=== WHAT NEEDS TO BE DONE ===
Each line of the records below that holds "tree" should be copied out.

(Data extracted from a collection)
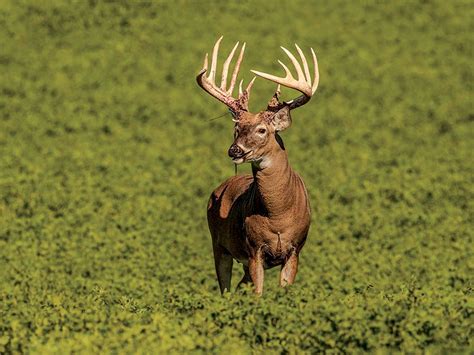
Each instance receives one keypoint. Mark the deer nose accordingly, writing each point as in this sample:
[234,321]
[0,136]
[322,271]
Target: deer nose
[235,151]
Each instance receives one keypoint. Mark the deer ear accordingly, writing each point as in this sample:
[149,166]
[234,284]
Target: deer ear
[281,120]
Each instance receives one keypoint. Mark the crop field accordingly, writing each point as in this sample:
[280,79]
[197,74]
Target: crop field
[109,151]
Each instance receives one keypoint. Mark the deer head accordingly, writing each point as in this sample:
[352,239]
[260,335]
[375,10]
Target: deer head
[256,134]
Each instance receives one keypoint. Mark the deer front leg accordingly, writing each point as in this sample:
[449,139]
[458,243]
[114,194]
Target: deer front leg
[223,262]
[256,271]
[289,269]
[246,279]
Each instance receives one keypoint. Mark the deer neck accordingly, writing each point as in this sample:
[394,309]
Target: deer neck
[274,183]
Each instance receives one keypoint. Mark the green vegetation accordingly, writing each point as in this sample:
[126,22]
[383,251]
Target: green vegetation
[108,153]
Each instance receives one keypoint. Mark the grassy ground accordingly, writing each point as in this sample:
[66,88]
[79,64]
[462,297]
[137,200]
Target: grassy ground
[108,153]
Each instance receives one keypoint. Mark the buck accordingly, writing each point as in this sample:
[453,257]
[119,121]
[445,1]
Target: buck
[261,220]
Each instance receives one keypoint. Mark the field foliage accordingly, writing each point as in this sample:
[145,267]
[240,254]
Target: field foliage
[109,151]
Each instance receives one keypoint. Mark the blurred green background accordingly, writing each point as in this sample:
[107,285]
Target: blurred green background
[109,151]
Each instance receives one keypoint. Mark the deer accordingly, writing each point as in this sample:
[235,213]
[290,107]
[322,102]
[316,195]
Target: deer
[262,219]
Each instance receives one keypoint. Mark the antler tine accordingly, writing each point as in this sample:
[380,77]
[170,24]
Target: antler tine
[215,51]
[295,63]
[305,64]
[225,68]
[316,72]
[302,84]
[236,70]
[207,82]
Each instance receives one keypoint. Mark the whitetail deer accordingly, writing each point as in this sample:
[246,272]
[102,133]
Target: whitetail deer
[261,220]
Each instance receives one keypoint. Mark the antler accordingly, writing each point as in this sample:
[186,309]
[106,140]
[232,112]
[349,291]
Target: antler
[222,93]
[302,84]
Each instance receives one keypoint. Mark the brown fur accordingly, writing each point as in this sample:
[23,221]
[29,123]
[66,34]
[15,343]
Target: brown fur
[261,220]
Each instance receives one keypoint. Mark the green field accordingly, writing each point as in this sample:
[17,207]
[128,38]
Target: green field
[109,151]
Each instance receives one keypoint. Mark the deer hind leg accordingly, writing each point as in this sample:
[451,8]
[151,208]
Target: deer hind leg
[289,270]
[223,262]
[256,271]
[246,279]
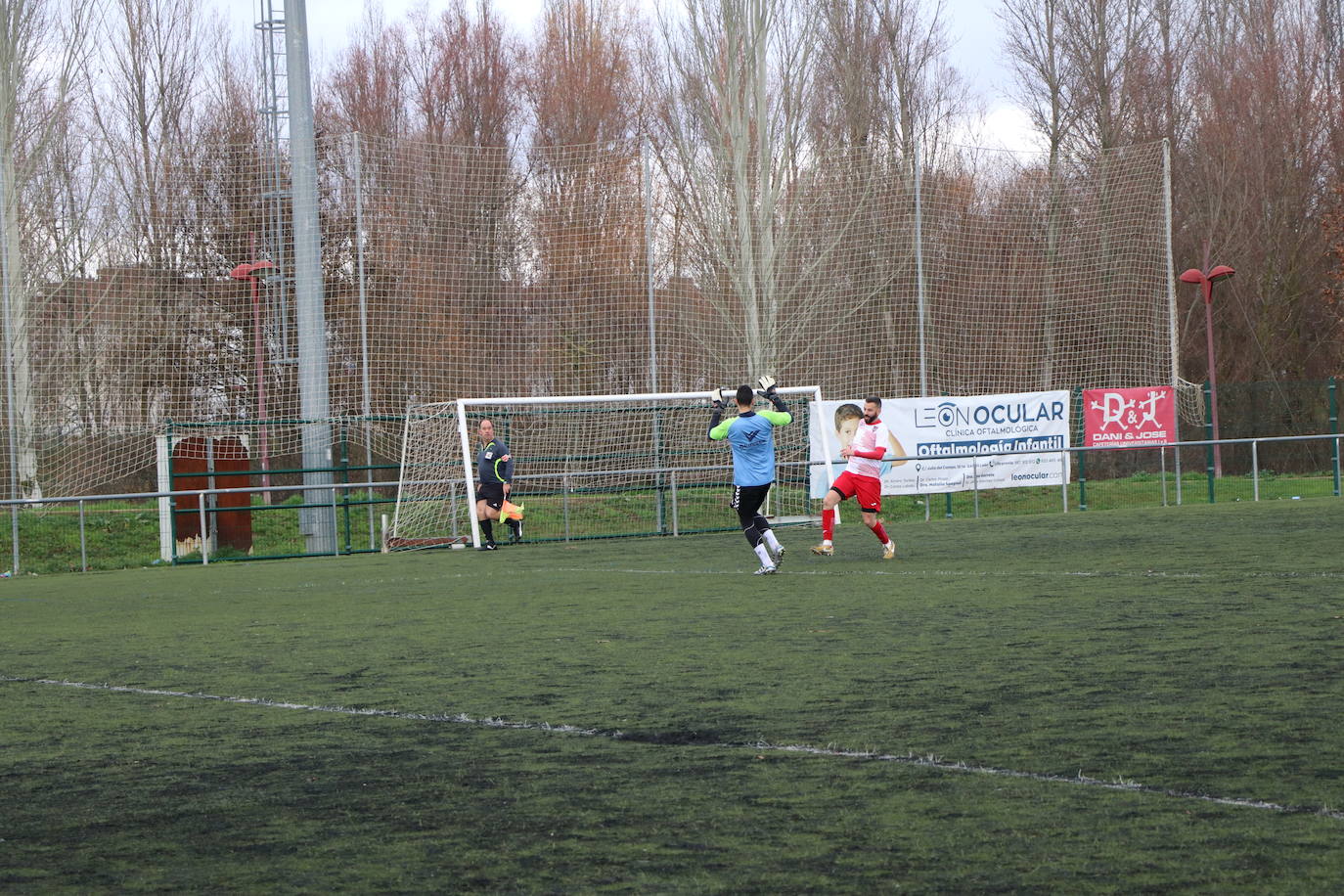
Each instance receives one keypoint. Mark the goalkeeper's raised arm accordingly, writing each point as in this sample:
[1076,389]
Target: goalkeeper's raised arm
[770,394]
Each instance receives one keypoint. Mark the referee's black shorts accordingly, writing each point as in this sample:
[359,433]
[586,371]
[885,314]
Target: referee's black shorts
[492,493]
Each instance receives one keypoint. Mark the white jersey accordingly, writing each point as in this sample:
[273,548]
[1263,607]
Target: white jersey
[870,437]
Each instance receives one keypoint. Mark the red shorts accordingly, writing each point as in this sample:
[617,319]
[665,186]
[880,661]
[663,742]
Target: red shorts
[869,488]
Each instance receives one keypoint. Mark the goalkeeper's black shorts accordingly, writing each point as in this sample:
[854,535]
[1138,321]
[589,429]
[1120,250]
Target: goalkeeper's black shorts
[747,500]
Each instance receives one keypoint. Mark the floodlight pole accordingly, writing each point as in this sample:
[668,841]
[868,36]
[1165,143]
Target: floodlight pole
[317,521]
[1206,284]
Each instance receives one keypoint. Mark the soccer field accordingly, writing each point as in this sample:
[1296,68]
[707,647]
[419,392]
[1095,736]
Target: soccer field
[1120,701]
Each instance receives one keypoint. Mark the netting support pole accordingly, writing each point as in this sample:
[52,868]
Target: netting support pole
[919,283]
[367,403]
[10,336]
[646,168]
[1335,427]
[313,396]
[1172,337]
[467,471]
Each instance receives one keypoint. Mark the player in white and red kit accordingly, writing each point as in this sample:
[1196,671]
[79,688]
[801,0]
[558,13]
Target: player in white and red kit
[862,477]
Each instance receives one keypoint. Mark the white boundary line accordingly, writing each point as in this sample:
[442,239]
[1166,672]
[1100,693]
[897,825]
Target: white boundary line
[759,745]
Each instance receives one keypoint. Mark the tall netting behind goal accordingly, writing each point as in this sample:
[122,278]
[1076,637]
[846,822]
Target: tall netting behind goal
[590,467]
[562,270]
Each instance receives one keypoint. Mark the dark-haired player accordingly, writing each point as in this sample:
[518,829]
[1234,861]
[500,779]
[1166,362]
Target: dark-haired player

==

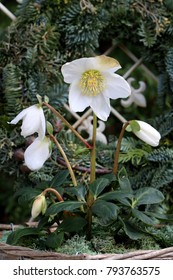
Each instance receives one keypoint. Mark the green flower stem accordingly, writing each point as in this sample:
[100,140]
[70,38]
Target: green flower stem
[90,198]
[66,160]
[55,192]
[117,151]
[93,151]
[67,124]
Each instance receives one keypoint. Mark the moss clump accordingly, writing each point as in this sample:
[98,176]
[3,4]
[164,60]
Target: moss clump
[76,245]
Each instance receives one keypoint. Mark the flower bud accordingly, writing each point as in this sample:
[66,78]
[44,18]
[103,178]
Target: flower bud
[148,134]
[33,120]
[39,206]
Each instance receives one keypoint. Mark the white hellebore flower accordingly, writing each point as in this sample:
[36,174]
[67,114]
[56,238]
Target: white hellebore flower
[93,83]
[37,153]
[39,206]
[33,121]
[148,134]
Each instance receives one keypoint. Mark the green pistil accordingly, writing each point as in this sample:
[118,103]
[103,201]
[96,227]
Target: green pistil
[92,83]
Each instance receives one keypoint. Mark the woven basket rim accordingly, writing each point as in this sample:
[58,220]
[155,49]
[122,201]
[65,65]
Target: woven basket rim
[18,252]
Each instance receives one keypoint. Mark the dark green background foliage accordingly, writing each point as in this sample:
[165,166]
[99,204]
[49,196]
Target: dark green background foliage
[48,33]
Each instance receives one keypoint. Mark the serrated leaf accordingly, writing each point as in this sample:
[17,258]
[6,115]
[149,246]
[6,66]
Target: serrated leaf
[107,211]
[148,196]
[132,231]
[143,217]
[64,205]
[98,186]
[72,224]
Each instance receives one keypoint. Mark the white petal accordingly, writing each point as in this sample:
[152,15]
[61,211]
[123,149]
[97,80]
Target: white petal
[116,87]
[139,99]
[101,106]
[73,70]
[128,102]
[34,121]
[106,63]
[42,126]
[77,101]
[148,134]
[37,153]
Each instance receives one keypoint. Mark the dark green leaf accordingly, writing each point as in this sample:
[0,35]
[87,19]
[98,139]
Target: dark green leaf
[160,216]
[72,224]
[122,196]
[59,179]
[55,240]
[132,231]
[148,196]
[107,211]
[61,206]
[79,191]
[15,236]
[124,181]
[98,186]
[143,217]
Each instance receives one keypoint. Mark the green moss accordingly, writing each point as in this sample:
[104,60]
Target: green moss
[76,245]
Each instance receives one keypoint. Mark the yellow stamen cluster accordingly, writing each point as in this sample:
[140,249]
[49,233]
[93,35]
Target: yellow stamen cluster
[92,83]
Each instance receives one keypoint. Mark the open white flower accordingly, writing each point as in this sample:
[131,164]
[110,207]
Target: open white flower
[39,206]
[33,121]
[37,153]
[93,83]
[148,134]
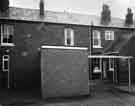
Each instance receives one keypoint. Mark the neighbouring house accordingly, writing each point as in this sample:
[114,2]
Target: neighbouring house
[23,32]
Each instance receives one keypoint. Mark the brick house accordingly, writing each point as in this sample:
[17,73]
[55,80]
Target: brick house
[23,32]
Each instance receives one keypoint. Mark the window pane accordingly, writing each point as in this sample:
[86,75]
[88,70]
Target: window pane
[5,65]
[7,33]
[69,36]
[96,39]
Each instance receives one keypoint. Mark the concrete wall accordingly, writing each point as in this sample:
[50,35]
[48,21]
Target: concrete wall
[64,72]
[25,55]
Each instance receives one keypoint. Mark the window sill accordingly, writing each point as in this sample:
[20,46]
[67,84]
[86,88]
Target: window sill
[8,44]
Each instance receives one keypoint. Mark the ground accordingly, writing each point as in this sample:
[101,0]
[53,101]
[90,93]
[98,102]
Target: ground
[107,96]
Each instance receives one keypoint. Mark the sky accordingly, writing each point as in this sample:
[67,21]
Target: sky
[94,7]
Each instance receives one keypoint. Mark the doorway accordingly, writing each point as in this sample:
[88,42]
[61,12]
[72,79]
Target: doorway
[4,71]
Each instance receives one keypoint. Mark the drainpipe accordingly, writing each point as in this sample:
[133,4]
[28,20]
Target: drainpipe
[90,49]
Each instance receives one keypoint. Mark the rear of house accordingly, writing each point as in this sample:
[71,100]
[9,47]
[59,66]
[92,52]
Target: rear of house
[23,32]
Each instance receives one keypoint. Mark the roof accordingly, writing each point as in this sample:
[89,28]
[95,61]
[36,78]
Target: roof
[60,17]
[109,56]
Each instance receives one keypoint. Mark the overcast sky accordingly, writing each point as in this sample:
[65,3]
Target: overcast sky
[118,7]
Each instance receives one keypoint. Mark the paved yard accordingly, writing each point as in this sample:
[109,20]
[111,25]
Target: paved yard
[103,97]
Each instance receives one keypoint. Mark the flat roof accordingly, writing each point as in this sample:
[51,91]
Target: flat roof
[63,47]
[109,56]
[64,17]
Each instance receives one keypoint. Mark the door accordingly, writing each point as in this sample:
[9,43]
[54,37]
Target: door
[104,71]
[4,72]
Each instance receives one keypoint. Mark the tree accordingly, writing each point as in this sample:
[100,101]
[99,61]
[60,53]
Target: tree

=== SOLVED PROBLEM ===
Each instance receives one keypoint. Mark the tree accordingly, writing each point as in this sample:
Target: tree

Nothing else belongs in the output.